Мастер отдыхает после многочасовой работы. В соседнем фале лежат на циновках страдающие клиенты. У некоторых еще течет кровь, и они постанывают. Эти парни достигли мужского возраста. Татуировка прибавит им привлекательности в глазах девушек и придаст авторитет в глазах зрелых мужчин. Раньше татуировка была чем-то вроде болезненного испытания на зрелость, Ей добровольно подвергались молодые мужчины в возрасте 18–25 лет. Татуировке здесь не придавали магического значения, как во многих других районах Океании, но относились к ней как к ценному украшению, как к своеобразному искусству.
Классическая самоанская татуировка начинается от бедер, спускается до колен, а сзади поднимается настолько, чтобы ее можно было видеть над краем лавалава. Ниже, в области крестца, татуировка имеет форму треугольника, одна из вершин которого направлена вниз. Второй пояс татуировки, от которого отходят в бок лучи, заканчивается на животе над тазобедренной чашей. Повыше лобка часто татуируют равноотстоящие полосы, а вокруг пупка — небольшой квадрат. Бедра обильно украшают узорами в виде треугольников и полос. Если на такую татуировку смотреть сзади, то она сильно напоминает короткие кружевные штаны.
Впрочем, здесь нет строгих правил, и последнее слово всегда остается за мастером, который в зависимости от своей фантазии вычерчивает на коже кусочком листа кокосовой пальмы, смоченным в краске, тот или иной рисунок. Сама операция проводится с помощью набора вилок из панциря черепахи и комплекта молоточков различного размера. Вилочки макают в жидкую краску, прикладывают к намеченному контуру и ударами молоточка загоняют острые зубья под кожу.

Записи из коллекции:
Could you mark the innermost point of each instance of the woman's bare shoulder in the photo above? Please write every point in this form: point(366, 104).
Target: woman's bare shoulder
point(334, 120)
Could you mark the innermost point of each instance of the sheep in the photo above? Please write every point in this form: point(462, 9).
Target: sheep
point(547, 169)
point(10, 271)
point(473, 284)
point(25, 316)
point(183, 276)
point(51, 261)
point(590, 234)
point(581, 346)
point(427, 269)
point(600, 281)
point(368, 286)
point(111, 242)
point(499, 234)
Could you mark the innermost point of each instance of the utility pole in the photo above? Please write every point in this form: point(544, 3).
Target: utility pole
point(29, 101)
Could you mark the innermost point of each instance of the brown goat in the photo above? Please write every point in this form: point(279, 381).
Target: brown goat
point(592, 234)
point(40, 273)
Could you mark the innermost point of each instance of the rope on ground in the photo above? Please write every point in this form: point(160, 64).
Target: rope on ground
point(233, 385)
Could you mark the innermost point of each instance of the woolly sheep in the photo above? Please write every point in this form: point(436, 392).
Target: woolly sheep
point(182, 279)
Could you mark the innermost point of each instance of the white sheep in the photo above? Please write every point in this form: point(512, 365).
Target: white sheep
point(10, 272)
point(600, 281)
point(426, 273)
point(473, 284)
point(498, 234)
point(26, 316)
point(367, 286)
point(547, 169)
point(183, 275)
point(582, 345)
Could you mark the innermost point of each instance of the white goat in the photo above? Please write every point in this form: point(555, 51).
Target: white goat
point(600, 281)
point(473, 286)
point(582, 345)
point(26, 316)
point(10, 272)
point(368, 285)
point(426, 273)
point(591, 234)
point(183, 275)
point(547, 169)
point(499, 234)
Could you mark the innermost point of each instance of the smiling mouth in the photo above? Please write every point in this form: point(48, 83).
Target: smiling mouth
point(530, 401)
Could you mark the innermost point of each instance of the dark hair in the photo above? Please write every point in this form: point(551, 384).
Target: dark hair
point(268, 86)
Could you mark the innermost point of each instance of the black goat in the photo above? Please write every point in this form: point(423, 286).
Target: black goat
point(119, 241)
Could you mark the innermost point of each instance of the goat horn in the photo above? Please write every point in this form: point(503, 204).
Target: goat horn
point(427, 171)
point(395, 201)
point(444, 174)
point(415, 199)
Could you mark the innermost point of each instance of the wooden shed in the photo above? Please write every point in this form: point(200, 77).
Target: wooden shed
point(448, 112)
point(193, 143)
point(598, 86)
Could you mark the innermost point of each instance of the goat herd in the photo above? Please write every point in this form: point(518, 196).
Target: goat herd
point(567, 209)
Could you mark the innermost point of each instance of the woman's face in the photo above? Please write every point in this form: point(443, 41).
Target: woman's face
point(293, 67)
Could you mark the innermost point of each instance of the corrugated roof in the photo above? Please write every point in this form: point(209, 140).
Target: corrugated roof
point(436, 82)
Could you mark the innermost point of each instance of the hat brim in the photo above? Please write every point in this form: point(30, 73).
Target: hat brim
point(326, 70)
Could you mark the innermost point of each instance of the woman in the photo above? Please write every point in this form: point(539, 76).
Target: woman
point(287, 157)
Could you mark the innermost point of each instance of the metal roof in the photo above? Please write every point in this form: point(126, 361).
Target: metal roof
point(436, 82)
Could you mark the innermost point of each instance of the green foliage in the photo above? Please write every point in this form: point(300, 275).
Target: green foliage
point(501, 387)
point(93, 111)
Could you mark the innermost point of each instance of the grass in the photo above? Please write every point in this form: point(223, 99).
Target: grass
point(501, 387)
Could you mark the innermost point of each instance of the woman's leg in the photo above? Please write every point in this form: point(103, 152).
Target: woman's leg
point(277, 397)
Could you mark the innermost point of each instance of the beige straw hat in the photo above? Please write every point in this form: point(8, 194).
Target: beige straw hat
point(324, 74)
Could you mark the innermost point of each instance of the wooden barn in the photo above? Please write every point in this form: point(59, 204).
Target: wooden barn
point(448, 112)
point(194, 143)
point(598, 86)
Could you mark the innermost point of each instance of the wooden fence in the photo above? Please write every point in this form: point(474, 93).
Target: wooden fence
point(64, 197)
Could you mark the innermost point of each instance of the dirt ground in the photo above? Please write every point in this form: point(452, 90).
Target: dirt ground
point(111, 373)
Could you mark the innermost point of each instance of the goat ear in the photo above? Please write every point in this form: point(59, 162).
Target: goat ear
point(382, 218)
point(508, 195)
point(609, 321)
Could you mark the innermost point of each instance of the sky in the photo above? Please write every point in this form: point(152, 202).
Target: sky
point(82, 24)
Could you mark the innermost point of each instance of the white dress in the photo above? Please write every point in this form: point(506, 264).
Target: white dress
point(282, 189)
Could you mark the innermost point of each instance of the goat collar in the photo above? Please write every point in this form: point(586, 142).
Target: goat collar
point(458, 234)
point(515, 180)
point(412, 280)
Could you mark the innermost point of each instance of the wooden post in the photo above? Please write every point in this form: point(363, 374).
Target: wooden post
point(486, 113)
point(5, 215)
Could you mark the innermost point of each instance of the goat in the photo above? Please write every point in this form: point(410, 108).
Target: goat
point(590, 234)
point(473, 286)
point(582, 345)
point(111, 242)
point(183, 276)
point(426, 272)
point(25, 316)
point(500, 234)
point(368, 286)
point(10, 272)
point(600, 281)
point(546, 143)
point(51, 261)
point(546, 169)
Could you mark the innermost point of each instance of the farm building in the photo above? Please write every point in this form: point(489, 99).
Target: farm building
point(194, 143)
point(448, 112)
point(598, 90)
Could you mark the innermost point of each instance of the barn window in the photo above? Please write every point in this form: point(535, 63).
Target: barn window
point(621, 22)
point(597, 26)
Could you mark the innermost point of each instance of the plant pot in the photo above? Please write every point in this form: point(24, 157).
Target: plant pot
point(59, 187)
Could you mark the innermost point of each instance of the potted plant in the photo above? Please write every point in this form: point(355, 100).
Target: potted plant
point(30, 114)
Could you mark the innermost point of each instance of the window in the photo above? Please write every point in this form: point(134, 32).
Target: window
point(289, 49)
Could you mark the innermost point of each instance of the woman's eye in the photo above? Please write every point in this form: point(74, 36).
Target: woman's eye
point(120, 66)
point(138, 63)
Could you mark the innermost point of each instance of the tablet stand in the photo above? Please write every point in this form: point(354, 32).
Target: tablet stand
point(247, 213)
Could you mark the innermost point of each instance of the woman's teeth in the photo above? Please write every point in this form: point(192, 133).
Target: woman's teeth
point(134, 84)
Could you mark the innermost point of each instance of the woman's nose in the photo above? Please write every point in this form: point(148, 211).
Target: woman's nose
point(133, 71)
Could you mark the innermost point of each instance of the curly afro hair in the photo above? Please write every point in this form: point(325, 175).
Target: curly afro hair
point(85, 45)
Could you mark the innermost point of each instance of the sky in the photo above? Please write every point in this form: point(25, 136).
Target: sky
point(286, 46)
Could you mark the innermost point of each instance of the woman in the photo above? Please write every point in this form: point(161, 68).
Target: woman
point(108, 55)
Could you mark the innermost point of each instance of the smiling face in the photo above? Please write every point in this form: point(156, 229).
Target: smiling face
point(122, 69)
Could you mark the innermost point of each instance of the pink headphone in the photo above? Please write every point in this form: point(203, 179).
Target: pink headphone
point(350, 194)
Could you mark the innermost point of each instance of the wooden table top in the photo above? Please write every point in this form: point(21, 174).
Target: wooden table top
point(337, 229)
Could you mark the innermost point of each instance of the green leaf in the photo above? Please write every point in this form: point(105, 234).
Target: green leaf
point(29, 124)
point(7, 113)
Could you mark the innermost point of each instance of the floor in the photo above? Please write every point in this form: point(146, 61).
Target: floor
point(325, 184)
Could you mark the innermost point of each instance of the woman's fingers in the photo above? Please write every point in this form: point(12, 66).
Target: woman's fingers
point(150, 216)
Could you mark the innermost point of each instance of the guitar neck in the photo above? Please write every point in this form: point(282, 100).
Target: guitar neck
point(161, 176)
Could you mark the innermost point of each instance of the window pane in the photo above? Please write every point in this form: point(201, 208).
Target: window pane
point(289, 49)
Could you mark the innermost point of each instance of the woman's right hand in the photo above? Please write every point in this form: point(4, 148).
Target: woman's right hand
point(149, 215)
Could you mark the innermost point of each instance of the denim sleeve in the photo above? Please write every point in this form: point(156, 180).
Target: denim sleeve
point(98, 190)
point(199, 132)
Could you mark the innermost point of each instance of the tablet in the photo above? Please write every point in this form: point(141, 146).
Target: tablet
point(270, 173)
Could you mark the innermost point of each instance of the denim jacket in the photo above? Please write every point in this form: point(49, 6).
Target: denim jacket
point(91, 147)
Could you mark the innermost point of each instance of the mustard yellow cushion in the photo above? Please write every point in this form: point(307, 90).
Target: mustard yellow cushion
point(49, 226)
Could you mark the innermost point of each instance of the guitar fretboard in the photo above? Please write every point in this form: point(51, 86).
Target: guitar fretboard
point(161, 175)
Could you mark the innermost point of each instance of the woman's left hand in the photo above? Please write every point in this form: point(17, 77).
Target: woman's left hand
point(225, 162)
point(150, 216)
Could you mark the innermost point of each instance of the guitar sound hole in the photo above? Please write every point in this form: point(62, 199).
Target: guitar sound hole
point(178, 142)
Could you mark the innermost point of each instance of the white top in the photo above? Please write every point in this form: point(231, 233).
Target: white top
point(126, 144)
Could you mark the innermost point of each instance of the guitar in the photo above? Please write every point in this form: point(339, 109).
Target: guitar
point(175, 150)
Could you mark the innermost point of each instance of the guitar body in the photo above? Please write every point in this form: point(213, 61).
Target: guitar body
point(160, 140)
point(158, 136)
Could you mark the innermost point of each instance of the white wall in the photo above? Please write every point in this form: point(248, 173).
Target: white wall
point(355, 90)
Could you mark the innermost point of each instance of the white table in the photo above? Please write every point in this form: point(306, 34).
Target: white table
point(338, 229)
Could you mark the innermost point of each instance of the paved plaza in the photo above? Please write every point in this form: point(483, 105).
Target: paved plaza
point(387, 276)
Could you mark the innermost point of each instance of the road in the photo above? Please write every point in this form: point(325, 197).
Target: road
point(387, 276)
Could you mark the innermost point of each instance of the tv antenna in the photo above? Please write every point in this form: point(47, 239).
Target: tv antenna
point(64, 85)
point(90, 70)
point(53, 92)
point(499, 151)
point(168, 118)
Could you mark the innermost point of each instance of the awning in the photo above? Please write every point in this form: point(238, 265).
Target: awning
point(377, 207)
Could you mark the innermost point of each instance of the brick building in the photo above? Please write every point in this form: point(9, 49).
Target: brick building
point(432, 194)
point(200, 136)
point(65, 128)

__Задания__
1) В каком возрасте, согласно тексту о самоанской татуировке, молодые мужчины добровольно подвергались татуировке?
2) Выпишите из текста о самоанской татуировке фрагмент: начните с места, где стоят слова «Впрочем, здесь нет», и остановитесь после слов «зубья под кожу.».

__Ответы к заданиям__
1) В возрасте 18–25 лет.

2)
Впрочем, здесь нет строгих правил, и последнее слово всегда остается за мастером, который в зависимости от своей фантазии вычерчивает на коже кусочком листа кокосовой пальмы, смоченным в краске, тот или иной рисунок. Сама операция проводится с помощью набора вилок из панциря черепахи и комплекта молоточков различного размера. Вилочки макают в жидкую краску, прикладывают к намеченному контуру и ударами молоточка загоняют острые зубья под кожу.